*** INPUT ***

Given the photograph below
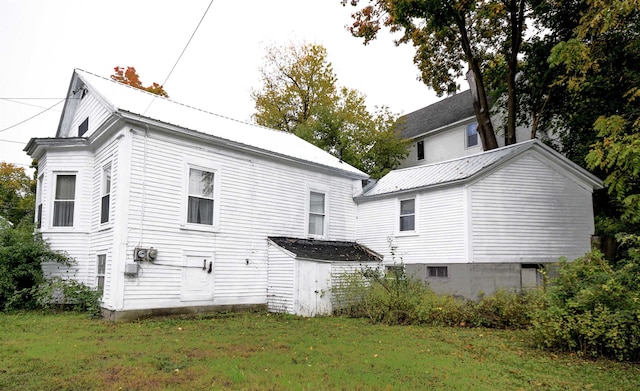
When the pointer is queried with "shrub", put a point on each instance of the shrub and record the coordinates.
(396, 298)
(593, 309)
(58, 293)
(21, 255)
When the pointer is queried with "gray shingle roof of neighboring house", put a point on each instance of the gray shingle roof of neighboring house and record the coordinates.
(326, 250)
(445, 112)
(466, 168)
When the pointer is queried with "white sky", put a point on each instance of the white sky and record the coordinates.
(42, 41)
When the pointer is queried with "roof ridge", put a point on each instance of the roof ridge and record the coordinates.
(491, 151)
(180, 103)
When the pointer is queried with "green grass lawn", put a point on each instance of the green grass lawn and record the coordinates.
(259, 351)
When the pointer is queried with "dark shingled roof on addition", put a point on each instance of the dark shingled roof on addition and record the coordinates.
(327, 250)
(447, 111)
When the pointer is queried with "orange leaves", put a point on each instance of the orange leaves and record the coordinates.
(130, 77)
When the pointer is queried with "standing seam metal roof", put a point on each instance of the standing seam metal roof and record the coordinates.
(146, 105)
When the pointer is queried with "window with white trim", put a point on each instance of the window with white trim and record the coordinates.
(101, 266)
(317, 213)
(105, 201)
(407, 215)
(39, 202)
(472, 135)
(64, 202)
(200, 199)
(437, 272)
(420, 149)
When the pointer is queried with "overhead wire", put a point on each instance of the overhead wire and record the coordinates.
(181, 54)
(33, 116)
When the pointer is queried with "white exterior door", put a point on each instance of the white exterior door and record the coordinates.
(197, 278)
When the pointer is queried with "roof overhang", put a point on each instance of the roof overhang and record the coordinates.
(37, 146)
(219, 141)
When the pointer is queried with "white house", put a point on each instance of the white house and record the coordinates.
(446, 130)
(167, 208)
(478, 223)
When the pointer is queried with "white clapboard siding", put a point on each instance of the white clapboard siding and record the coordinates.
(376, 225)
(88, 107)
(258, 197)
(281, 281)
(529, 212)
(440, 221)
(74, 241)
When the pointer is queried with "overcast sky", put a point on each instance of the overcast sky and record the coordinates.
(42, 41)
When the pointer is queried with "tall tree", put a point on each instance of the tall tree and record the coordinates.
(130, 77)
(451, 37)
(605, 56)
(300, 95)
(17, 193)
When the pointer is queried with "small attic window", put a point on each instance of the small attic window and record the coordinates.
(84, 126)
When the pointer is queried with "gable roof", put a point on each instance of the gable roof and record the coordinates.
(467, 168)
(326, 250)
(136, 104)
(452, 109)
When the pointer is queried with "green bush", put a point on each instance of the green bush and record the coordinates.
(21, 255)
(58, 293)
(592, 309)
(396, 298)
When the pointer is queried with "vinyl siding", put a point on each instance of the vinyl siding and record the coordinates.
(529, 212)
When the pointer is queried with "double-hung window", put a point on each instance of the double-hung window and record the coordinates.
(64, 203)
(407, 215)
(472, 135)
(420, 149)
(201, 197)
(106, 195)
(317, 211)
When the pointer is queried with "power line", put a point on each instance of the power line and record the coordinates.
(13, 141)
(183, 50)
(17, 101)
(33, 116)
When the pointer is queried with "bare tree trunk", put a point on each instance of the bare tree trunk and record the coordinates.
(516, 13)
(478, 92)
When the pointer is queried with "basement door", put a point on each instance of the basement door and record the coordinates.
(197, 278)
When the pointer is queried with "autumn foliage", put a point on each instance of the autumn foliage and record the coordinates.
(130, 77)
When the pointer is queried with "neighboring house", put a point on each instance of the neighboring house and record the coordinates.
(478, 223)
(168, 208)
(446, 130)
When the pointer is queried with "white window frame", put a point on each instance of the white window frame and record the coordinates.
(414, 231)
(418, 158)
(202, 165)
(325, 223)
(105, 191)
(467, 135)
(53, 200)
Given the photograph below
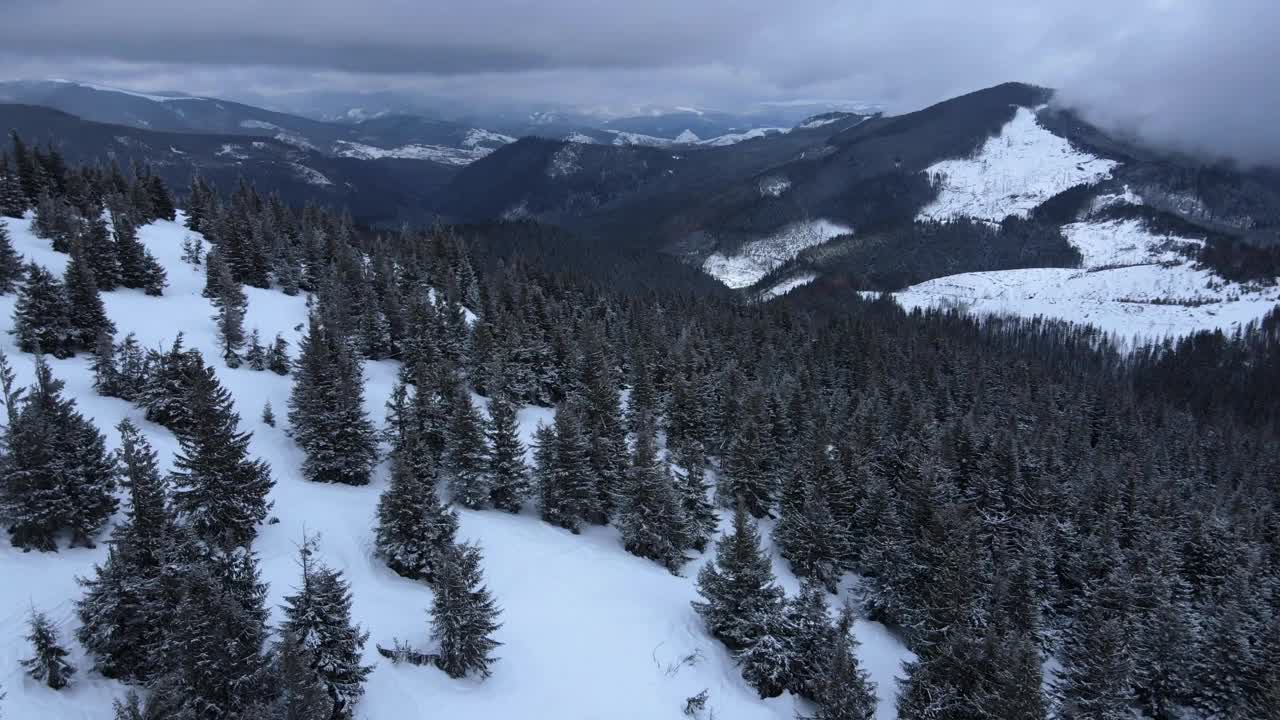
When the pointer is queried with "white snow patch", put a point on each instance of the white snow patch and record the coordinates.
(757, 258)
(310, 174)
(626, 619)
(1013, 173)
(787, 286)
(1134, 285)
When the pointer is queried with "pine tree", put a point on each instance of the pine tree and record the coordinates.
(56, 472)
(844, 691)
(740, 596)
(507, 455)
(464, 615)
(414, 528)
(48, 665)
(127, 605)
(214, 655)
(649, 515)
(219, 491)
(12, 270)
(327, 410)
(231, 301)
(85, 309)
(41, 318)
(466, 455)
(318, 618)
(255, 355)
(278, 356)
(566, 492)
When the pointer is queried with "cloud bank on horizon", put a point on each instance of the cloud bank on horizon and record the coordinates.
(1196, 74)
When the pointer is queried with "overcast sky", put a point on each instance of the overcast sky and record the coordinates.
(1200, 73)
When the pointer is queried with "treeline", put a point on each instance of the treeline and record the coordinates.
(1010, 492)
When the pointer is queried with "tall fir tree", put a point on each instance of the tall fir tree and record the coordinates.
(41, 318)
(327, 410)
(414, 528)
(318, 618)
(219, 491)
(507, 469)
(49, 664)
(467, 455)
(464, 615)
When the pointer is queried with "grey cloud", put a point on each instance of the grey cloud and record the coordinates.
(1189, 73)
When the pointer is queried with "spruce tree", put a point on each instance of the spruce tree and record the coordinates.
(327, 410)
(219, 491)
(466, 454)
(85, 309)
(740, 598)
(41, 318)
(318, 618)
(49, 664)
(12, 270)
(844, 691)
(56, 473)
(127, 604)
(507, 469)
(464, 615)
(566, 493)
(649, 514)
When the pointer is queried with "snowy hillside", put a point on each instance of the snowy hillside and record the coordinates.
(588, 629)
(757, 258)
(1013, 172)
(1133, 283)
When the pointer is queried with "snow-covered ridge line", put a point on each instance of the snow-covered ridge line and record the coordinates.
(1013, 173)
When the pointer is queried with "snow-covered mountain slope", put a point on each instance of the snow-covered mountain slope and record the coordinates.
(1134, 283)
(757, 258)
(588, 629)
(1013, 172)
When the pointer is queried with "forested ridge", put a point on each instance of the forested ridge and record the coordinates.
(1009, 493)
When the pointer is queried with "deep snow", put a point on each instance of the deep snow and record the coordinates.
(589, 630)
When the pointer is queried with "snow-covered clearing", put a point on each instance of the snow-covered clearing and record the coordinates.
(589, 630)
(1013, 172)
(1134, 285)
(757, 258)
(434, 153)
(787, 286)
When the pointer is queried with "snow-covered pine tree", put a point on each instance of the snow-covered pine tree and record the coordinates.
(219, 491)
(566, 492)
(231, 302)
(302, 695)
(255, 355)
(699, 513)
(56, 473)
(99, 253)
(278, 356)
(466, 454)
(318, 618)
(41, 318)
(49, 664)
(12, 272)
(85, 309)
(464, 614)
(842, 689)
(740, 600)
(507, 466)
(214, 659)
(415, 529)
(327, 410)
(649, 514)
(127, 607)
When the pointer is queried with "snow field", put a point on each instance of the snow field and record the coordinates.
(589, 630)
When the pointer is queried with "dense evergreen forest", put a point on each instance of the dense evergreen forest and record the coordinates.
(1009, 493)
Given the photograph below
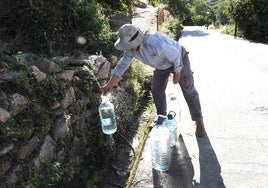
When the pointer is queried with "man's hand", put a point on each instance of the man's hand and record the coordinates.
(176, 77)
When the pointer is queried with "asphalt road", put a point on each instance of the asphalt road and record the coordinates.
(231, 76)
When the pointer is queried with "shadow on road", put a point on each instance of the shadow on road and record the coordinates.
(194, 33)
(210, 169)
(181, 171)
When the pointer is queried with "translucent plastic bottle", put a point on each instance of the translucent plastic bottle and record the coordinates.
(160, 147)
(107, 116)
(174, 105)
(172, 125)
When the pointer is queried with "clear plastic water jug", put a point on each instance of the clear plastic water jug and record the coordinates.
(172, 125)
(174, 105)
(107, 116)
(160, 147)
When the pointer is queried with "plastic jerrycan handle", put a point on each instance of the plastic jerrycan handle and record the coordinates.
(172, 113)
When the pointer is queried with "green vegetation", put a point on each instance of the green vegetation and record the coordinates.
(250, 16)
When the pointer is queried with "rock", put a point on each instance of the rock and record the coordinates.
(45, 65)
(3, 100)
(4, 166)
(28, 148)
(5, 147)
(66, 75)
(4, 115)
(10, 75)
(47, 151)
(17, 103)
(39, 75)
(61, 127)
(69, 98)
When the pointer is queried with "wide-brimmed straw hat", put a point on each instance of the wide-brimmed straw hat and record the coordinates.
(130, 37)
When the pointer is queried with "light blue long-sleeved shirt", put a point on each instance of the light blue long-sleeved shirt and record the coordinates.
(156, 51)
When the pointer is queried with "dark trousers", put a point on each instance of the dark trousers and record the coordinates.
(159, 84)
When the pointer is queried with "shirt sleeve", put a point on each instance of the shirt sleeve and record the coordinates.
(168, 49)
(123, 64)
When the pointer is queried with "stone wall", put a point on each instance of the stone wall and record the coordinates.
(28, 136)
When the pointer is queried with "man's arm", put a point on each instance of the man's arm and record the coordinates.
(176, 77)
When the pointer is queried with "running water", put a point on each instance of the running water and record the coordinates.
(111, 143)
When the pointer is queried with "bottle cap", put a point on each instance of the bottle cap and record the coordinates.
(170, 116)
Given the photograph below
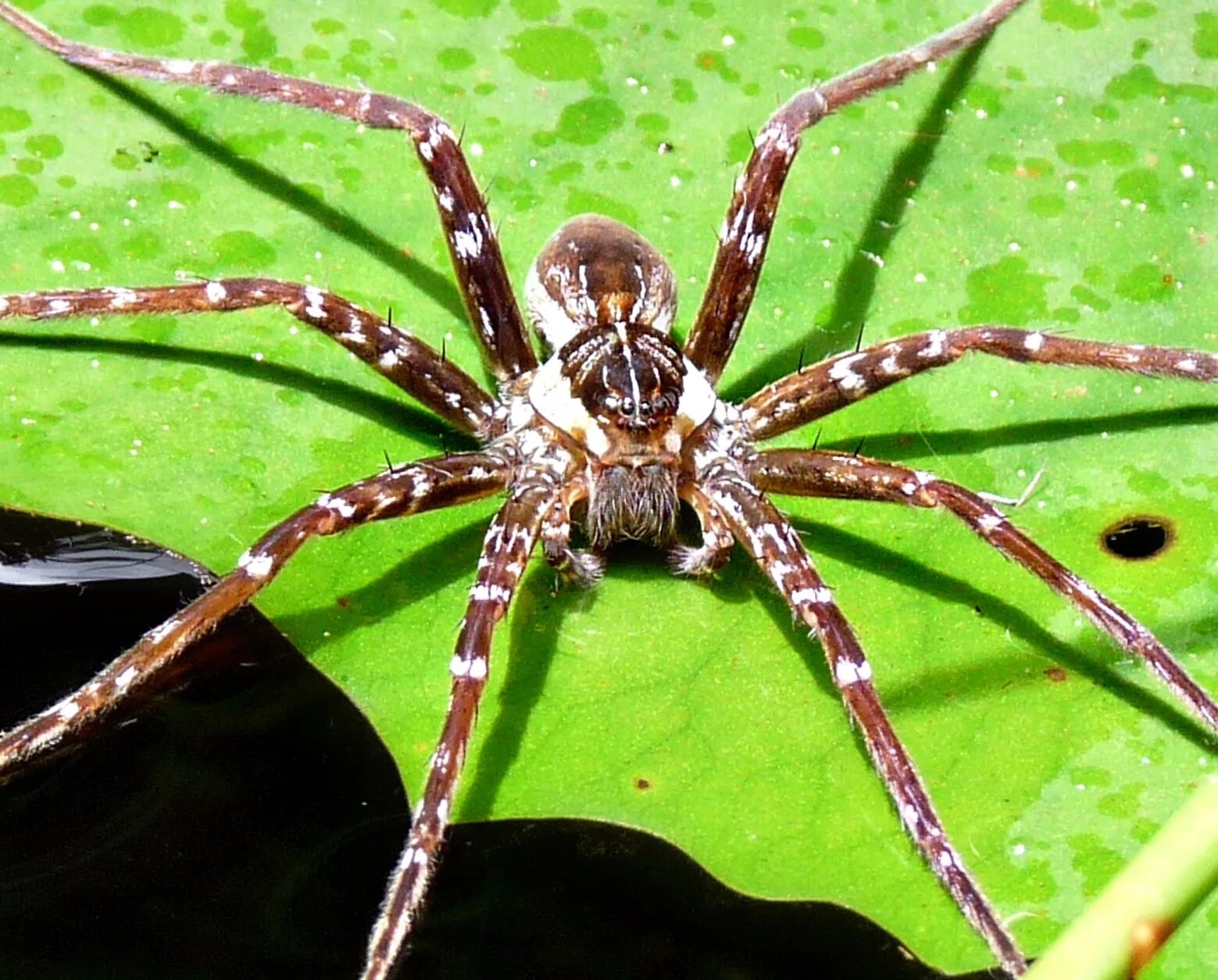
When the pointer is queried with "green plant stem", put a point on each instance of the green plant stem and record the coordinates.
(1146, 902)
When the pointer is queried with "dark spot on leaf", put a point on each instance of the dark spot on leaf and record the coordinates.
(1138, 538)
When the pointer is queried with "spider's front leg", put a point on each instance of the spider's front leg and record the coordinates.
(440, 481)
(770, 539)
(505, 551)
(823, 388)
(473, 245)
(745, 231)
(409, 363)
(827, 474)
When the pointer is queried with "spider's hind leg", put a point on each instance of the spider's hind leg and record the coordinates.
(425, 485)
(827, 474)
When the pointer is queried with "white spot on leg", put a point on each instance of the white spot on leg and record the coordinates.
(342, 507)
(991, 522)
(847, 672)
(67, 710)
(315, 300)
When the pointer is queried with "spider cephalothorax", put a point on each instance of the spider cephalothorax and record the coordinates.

*** End of INPUT ***

REQUIREMENT – Would you output the lines from the one that contains "hind leg and record the coordinates." to the end of the data, both ends included, exactly as they appear?

SOLVED PROBLEM –
When the pointer is queried with "spider's hind leg", put a point on each instance of the spider's hind leg and record the coordinates.
(425, 485)
(827, 474)
When the pointer is queried with "white spot on leg", put a point on each instance of the white spot on leg and record the coordinates.
(342, 507)
(991, 522)
(847, 672)
(67, 710)
(315, 300)
When the pointer is queried with "spider cephalothorax", put a point on each instance of the spider cephalothorax and record the coordinates.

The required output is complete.